ENTRIES PROVIDED below:

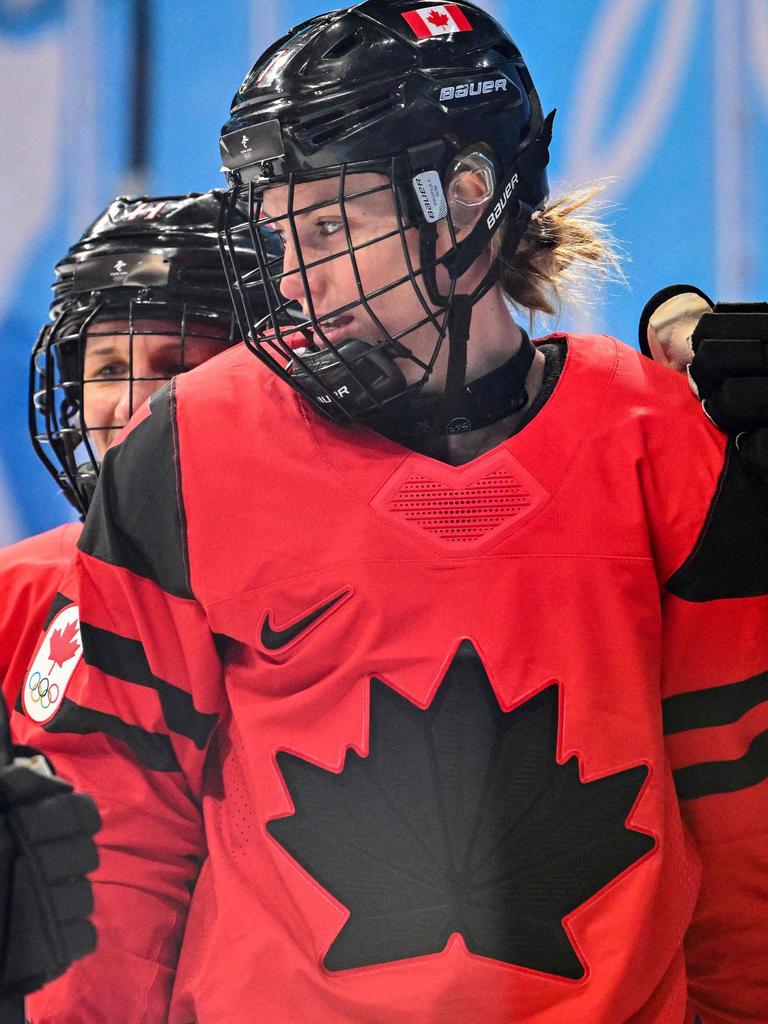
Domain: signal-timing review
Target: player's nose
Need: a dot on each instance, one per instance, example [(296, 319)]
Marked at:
[(133, 394)]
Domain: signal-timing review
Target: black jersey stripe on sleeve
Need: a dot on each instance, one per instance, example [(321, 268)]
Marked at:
[(126, 659), (730, 557), (714, 706), (59, 601), (153, 750), (724, 776), (137, 519)]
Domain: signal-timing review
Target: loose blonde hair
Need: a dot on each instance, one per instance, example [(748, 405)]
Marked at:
[(565, 253)]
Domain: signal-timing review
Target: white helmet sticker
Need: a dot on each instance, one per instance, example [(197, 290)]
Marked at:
[(52, 668), (429, 192)]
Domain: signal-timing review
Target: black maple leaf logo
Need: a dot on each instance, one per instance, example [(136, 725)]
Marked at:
[(460, 819)]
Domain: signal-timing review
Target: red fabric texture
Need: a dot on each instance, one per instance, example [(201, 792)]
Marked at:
[(30, 576), (284, 511)]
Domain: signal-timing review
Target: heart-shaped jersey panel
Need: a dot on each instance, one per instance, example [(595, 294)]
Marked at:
[(462, 508)]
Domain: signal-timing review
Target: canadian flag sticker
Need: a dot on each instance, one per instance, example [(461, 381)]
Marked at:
[(54, 663), (438, 20)]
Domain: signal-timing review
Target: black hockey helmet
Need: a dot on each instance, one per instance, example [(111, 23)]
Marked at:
[(415, 93), (145, 265)]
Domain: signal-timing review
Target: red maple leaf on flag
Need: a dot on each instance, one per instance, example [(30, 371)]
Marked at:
[(64, 645), (437, 19)]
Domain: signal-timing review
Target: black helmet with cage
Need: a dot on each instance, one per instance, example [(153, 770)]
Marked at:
[(415, 94), (147, 264)]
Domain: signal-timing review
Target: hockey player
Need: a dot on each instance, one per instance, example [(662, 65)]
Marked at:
[(139, 297), (430, 678)]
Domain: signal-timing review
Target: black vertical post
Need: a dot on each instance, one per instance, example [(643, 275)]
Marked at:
[(140, 95)]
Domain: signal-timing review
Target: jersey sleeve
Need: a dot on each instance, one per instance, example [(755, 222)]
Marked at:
[(130, 723), (715, 712)]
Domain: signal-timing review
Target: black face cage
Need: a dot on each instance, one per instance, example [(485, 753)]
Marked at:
[(353, 379), (62, 438)]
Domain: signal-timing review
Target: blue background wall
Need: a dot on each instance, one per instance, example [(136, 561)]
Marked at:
[(668, 98)]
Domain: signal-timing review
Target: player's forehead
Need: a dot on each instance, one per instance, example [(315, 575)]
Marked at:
[(368, 193), (155, 333)]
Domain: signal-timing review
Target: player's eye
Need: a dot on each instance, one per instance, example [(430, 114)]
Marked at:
[(109, 371)]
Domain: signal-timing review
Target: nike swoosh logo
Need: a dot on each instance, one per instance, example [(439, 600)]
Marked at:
[(272, 639)]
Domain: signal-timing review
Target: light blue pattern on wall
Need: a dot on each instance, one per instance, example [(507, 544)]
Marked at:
[(668, 96)]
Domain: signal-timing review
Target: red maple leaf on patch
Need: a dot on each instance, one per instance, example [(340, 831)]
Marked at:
[(437, 19), (64, 645)]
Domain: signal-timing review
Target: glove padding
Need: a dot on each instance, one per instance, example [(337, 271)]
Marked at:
[(45, 851), (730, 373)]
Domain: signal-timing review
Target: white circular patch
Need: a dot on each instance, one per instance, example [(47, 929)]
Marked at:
[(55, 660)]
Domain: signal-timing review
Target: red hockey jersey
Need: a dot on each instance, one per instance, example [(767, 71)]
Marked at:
[(31, 574), (428, 744)]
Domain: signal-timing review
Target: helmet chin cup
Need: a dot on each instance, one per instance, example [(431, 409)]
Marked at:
[(349, 380)]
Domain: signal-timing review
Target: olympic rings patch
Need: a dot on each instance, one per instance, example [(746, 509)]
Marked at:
[(54, 663)]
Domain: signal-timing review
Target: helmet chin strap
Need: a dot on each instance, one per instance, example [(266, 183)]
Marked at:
[(477, 403)]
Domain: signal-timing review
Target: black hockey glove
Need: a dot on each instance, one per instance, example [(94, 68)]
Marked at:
[(729, 370), (45, 851)]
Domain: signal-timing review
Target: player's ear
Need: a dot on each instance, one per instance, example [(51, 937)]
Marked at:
[(470, 185)]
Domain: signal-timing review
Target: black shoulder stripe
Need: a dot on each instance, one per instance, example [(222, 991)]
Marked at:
[(151, 749), (724, 776), (730, 558), (126, 659), (715, 706), (59, 601), (137, 518)]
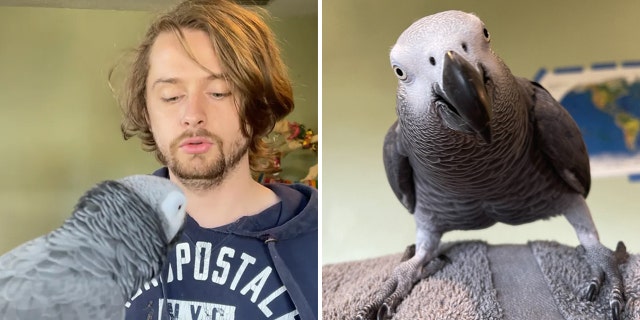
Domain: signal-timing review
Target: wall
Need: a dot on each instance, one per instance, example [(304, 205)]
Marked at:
[(60, 125), (360, 214)]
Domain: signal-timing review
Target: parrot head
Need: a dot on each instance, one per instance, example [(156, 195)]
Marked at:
[(166, 198), (445, 66)]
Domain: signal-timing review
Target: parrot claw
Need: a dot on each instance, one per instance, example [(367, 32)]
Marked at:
[(606, 263), (593, 289), (385, 312), (616, 309)]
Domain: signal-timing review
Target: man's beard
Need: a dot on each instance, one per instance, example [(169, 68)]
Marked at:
[(209, 174)]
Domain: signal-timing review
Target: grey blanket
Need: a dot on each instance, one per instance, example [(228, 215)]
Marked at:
[(540, 280)]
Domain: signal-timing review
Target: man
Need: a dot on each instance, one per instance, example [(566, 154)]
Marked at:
[(206, 85)]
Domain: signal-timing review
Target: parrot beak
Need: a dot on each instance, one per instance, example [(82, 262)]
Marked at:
[(465, 90)]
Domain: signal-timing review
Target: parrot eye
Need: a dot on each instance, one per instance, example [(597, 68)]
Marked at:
[(400, 73)]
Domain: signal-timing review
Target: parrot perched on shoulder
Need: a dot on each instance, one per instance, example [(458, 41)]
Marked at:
[(474, 145), (115, 241)]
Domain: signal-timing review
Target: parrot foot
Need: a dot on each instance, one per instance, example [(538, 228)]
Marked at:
[(604, 265), (398, 286)]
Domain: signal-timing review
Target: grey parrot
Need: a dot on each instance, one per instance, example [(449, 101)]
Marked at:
[(115, 240), (474, 145)]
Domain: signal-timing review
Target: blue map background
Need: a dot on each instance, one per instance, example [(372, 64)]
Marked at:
[(616, 99)]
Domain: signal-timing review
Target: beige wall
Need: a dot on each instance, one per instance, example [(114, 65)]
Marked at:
[(361, 216), (59, 124)]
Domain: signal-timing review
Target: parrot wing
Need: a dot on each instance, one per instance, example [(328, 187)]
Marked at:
[(39, 283), (398, 168), (559, 137)]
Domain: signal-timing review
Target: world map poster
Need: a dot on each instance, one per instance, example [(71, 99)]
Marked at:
[(604, 100)]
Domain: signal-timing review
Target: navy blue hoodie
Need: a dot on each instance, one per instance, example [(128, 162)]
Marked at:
[(263, 266)]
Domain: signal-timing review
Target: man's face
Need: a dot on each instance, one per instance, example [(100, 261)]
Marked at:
[(192, 111)]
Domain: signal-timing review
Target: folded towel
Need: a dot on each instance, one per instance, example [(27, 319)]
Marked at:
[(540, 280)]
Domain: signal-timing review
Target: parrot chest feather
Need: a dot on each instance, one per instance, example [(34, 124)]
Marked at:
[(463, 184)]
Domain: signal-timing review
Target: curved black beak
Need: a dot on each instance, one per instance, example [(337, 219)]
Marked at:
[(465, 90)]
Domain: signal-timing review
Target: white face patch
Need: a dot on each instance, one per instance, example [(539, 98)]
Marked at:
[(174, 209)]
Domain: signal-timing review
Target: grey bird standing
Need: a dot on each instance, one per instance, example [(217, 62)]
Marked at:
[(473, 145), (114, 242)]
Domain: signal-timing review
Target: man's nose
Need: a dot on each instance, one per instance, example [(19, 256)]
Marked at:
[(194, 113)]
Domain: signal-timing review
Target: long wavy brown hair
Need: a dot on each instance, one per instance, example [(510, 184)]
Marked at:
[(250, 59)]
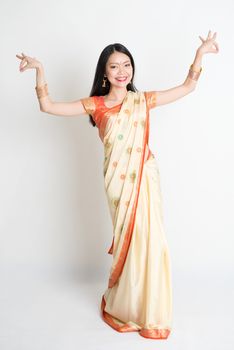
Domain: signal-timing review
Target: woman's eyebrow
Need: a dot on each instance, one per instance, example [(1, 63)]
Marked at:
[(118, 63)]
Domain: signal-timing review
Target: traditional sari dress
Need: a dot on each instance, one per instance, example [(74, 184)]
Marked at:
[(139, 295)]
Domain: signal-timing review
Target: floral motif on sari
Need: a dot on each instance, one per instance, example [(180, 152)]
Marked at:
[(125, 139)]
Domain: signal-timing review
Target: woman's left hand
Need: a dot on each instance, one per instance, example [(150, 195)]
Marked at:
[(209, 45)]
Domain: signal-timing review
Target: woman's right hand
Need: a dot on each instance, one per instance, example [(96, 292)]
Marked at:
[(31, 62)]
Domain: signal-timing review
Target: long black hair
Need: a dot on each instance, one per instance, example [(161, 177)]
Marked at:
[(97, 88)]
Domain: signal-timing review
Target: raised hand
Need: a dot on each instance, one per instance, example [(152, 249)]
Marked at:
[(209, 45), (31, 62)]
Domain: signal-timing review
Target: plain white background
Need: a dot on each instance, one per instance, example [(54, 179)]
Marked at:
[(55, 224)]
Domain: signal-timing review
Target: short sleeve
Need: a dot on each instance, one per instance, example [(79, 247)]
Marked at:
[(151, 99), (89, 104)]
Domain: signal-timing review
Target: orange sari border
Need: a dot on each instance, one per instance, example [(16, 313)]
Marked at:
[(146, 333)]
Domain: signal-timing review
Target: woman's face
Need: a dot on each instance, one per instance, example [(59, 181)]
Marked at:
[(119, 69)]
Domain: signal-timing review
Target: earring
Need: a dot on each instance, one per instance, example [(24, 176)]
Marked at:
[(104, 82)]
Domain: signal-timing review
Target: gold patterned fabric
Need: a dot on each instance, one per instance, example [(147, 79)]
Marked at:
[(139, 295)]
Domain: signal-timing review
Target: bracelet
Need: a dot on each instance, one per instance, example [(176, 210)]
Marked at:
[(194, 75), (42, 91)]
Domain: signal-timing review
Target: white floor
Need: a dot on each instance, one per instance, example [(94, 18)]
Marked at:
[(51, 310)]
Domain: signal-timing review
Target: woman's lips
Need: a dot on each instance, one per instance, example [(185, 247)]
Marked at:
[(121, 79)]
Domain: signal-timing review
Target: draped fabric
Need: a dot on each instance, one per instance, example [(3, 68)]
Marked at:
[(139, 295)]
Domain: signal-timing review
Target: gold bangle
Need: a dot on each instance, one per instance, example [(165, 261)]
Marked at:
[(194, 75), (191, 67), (42, 91)]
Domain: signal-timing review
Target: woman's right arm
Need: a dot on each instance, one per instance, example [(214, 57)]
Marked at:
[(73, 108)]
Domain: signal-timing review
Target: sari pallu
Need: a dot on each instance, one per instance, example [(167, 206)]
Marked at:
[(138, 297)]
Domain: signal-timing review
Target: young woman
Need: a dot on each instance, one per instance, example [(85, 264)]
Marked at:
[(139, 295)]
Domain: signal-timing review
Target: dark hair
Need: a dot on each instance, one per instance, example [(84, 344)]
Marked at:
[(97, 88)]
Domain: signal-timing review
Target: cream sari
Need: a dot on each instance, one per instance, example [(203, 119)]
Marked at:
[(139, 296)]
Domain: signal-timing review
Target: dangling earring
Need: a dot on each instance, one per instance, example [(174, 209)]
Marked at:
[(104, 82)]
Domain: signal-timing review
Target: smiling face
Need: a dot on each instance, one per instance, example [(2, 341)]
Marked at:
[(119, 69)]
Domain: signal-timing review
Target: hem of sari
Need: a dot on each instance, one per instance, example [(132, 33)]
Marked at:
[(152, 333)]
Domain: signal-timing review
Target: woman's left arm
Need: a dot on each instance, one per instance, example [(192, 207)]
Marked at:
[(167, 96)]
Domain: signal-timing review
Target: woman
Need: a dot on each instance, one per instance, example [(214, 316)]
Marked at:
[(139, 296)]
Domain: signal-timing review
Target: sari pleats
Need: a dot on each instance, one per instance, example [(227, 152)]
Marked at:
[(139, 295)]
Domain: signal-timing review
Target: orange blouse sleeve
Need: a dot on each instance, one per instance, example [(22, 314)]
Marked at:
[(89, 104), (151, 99)]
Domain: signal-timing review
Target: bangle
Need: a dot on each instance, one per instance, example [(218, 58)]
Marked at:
[(42, 91), (194, 75)]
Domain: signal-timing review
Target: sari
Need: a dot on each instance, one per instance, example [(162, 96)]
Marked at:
[(139, 295)]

End of ENTRIES PROVIDED.

#### TRY IT
All lines above containing the string "shoulder": copy each one.

#### TASK SOLUTION
Target: black shoulder stripe
Target: parrot perched on shoulder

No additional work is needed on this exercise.